Question

correction for batch effects and paired-design of RNA-seq samples

1

Entering edit mode

Bogdan ▴ 670

@bogdan-2367

Last seen 14 months ago

Palo Alto, CA, USA

Dear all,

please could you advise me on the following analysis, whether it is correct or optimal:

briefly, speaking, I have 3 pairs of RNA-seq samples (WT vs KO), that have been sequenced at different time points.

More precisely, let's name the samples : WT1; WT2 ; WT3; KO1 ; KO2 ; KO3,

where the pairs are (WT1, KO1), (WT2, KO2), (WT3, KO3) that have been sequenced at different times by different technologies (there is a batch effect, as shown also by PCA or MDS display).

When i do the differential analysis of gene expression, I take into account the pairs WT-KO, that in this case coincide with the batches. The question would be : is the R code below correct in using paired design and doing the batch correction, or shall you have any suggestions, please let me know ;)

library("edgeR") eset <- read.delim("RNAseq",row.names="Geneid")

group <- factor(c("wt","wt","wt","ko","ko","ko")) group <- relevel(group,ref="wt")

subject <- as.factor(c(1,2,3,1,2,3)) batch <- as.factor(c(1,2,3,1,2,3))

design <- model.matrix(~group+subject)

y <- DGEList(counts=eset, group=group) keep <- rowSums(cpm(y) > 0.5) >= 6 y <- y[keep,,keep.lib.sizes=FALSE]

y <- calcNormFactors(y)

### MDS before batch correction

logCPM <- cpm(y, log=TRUE, prior.count=5) plotMDS(logCPM, col=as.numeric(batch))

### MDS after batch correction

logCPM <- removeBatchEffect(logCPM, batch=batch) plotMDS(logCPM, col=as.numeric(batch))

#############

fit <- lmFit(logCPM, design) fit <- eBayes(fit,trend=TRUE, robust=TRUE)

pdf("after.batch.correction.plotSA") plotSA(fit) dev.off()

Using the information:
A. Rewrite the paragraph of the RNA-seq question that begins "When i do the differential analysis" more briefly, keeping its main facts.
B. Answer these questions from the RNA-seq question, one per line:
(i) How many pairs of RNA-seq samples does the author have?
(ii) Which function is applied to the logCPM values to remove the batch effect?
(iii) Which level is set as the reference for the group factor?
C. Carry on the RNA-seq question from where it stops.

Extracted material:
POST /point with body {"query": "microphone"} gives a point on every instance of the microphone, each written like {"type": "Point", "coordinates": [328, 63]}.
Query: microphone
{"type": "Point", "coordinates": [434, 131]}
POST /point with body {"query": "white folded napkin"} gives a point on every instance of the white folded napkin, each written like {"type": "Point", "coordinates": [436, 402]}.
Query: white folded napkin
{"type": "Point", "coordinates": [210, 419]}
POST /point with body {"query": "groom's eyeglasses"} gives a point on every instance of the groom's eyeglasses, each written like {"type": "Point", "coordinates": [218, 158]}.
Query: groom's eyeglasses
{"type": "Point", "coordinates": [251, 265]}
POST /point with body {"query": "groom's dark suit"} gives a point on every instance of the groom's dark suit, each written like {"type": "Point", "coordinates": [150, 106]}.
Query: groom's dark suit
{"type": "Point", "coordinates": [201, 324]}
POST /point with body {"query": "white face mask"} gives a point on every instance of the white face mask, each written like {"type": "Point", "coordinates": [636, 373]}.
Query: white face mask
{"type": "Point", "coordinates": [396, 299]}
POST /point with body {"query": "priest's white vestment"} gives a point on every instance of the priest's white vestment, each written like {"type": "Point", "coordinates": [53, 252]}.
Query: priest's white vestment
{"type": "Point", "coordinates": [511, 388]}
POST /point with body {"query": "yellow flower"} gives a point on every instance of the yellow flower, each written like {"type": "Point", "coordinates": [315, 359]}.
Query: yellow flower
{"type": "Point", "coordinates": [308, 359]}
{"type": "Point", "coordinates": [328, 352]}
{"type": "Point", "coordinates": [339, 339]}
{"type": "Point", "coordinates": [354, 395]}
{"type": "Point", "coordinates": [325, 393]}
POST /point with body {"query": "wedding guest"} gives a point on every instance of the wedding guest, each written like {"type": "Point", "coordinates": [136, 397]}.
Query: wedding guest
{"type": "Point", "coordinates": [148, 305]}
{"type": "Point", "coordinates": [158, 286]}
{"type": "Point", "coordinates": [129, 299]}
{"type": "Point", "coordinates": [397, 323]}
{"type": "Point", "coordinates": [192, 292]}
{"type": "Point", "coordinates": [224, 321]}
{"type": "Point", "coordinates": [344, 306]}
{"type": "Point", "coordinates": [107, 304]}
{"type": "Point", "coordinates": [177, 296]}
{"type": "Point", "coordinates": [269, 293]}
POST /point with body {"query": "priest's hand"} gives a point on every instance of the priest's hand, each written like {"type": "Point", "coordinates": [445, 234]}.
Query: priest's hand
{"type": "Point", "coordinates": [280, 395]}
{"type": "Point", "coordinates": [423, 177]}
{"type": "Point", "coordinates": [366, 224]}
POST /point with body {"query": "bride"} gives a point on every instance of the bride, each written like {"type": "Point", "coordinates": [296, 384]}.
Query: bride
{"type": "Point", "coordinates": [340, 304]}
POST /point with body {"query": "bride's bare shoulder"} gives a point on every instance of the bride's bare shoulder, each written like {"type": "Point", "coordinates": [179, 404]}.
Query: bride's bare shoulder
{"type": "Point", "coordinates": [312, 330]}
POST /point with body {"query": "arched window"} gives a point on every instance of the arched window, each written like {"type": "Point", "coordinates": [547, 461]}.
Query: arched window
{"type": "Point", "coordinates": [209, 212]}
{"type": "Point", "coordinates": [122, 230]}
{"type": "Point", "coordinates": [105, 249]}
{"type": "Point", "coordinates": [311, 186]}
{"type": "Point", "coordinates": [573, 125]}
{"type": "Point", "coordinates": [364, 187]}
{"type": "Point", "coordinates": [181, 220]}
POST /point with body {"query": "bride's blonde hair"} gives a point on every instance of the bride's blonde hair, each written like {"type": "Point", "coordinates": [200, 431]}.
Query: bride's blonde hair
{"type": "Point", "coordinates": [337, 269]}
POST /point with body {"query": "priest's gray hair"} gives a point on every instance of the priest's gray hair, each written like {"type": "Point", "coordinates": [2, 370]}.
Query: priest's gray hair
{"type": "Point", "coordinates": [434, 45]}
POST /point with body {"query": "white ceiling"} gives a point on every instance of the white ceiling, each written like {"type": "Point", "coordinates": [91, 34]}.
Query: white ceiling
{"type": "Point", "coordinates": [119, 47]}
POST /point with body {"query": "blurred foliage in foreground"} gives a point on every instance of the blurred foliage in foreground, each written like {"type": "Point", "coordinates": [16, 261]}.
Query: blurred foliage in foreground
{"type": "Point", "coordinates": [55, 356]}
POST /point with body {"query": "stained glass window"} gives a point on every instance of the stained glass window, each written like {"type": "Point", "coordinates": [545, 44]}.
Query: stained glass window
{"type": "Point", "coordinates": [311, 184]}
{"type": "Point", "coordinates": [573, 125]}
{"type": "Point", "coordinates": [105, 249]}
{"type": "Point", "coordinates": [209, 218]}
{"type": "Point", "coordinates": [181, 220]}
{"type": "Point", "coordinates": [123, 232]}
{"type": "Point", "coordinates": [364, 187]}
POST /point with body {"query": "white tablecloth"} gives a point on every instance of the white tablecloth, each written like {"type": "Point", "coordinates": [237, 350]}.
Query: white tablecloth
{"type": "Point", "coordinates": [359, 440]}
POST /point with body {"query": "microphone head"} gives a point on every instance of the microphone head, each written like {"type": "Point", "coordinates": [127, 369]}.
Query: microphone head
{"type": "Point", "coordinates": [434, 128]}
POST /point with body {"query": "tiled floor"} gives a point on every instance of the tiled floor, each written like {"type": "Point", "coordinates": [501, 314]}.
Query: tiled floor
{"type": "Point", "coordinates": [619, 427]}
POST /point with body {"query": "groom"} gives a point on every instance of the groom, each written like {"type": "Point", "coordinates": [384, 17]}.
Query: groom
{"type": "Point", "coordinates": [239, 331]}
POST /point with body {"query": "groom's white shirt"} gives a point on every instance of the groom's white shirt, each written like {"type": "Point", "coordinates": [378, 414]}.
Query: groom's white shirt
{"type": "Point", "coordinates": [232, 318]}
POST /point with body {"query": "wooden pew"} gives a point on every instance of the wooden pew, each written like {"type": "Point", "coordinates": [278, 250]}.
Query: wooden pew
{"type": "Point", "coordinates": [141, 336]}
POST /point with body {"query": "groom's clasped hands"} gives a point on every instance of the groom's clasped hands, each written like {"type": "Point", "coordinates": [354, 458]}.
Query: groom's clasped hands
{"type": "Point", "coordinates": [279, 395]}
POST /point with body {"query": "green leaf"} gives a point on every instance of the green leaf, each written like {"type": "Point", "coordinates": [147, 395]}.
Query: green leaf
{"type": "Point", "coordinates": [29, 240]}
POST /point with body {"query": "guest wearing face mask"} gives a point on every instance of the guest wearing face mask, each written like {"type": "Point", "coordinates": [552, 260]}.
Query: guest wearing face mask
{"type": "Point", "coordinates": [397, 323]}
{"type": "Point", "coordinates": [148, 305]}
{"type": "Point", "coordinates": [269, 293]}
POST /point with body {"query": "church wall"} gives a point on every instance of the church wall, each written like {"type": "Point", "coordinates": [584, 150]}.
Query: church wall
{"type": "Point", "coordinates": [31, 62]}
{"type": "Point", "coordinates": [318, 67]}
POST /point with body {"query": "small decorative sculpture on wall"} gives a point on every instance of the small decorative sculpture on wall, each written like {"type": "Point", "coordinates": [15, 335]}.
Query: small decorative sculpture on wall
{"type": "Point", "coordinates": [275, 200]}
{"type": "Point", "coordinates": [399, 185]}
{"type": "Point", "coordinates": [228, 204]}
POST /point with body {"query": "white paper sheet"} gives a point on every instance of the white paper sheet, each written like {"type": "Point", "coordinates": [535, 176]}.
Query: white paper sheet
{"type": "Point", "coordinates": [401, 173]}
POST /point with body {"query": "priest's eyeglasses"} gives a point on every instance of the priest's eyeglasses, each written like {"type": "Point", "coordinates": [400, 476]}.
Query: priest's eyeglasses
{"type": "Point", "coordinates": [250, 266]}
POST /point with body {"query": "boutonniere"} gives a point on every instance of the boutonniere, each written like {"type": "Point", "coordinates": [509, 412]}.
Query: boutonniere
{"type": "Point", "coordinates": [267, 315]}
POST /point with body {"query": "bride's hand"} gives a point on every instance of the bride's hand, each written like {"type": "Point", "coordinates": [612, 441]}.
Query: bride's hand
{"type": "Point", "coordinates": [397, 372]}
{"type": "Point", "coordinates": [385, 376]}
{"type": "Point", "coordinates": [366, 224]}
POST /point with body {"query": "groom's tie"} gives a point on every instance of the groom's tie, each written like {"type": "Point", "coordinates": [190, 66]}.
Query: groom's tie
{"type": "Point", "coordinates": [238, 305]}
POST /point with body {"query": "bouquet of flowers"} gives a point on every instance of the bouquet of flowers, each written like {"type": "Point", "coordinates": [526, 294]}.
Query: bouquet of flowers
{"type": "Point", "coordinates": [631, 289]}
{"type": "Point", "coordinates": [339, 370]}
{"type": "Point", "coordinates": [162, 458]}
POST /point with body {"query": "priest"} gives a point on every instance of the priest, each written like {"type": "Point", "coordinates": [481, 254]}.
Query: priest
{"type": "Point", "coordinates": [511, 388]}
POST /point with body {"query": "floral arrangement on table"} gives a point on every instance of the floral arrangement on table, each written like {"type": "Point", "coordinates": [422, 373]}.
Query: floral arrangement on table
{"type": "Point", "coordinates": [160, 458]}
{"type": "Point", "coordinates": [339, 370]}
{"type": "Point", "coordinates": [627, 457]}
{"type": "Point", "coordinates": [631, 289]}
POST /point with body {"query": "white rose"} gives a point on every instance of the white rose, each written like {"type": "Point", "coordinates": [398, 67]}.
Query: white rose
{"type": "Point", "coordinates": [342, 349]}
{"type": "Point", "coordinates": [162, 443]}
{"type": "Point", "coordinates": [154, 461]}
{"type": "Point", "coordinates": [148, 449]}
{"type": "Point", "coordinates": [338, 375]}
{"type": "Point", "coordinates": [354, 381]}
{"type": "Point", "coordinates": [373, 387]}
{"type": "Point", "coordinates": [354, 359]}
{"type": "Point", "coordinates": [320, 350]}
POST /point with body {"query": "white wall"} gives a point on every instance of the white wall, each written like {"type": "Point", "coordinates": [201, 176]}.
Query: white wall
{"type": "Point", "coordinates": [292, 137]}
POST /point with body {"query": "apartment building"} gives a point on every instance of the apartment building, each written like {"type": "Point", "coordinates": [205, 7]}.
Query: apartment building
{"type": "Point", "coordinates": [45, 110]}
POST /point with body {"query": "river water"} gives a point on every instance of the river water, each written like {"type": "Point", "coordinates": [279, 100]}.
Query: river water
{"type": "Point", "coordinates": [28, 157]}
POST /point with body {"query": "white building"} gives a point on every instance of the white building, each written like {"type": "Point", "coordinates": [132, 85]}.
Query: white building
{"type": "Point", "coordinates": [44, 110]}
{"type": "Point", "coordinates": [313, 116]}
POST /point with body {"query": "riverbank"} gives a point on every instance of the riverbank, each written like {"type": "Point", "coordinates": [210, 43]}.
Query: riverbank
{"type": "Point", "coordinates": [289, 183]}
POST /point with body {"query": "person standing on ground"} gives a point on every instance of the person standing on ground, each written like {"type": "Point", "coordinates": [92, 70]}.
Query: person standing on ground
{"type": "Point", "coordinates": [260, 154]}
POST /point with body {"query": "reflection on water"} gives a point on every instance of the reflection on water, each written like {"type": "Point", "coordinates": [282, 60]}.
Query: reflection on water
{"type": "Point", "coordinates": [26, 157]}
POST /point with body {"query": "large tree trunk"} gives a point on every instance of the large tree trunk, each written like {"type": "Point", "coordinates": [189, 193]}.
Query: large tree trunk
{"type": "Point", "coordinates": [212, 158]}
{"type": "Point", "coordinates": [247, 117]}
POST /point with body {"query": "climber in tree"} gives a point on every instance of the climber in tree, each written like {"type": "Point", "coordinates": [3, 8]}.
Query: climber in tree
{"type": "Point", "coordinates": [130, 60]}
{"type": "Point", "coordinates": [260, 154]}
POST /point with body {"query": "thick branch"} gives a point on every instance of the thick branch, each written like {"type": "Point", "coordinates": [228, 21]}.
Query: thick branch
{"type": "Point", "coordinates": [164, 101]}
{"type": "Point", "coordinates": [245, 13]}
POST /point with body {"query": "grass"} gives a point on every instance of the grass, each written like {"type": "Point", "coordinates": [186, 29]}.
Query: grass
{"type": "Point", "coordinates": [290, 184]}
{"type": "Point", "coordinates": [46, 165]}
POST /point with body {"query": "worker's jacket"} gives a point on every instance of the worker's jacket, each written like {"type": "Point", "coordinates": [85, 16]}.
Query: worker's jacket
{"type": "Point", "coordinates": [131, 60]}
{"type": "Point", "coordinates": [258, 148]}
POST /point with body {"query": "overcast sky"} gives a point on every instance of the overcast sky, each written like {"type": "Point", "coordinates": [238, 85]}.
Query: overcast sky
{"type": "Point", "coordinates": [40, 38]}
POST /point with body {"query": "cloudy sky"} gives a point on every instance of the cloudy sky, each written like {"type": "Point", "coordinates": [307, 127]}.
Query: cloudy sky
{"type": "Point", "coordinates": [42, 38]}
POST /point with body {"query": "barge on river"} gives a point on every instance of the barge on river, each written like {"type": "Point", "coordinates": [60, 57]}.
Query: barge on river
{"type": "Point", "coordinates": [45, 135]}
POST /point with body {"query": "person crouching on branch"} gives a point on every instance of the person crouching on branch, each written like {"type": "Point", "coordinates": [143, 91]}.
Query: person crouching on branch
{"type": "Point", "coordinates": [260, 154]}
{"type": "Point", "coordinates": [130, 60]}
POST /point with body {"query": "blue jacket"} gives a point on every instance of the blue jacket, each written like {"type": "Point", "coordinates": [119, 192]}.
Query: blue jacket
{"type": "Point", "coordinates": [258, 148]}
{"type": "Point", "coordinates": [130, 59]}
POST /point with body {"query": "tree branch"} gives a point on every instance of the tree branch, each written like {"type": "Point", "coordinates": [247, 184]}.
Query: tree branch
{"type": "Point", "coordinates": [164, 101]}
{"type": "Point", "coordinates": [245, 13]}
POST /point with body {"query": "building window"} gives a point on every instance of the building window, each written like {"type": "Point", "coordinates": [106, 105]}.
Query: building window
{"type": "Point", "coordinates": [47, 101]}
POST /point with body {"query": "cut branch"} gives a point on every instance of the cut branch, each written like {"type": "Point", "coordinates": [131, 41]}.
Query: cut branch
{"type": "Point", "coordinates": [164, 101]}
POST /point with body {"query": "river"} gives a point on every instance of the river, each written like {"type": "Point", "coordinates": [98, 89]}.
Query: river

Answers in order:
A. The differential expression analysis accounts for the WT-KO pairs, which here coincide with the batches. The author asks whether the R code correctly uses a paired design and batch correction, and invites suggestions.

B.
(i) Three pairs (WT vs KO).
(ii) removeBatchEffect.
(iii) "wt".

C.
results <- topTable(fit, coef=2, adjust="fdr", number=Inf) write.table(results, file="results.edgeR.txt", sep="\t", eol="\n", row.names=TRUE, col.names=TRUE)

limma edgeR • 2.5k views

ADD COMMENT • link updated 7.8 years ago by Gordon Smyth 52k • written 7.8 years ago by Bogdan ▴ 670

score 3 · Accepted Answer · 2017-02-19

3

Entering edit mode

Gordon Smyth 52k

@gordon-smyth

Last seen 3 hours ago

WEHI, Melbourne, Australia

There is no need to do any batch correction. The baseline differences between subjects, including any batch effect, is already accounted for in the paired analysis.

ADD COMMENT • link 7.8 years ago Gordon Smyth 52k

0

Entering edit mode

Dear Gordon, thank you very much for a quick and helpful reply ;) A question though please, although I see of course that the paired analysis accounts for the batch effects

would it be fine to keep these lines of code below (before lmFit (logCPMc, design)):

logCPMc <- removeBatchEffect(logCPM, batch=batch) plotMDS(logCPM, col=as.numeric(batch))

as the results seem to look better on the MDS plot after removeBatchEffect. thank you !

ADD REPLY • link 7.8 years ago Bogdan ▴ 670

2

Entering edit mode

You can use removeBatchEffect() for the MDS plot. That's the main purpose of the function, for plotting purposes.

ADD REPLY • link 7.8 years ago Gordon Smyth 52k

0

Entering edit mode

Dear Gordon, thanks a lot for your help ;) Have a good and fruitful week ;)

ADD REPLY • link 7.8 years ago Bogdan ▴ 670

0

Entering edit mode

In this case, subject and batch are identical:

subject <- as.factor(c(1,2,3,1,2,3))
batch <- as.factor(c(1,2,3,1,2,3))

But how about the following example?

subject <- as.factor(c(1,2,3,1,2,3))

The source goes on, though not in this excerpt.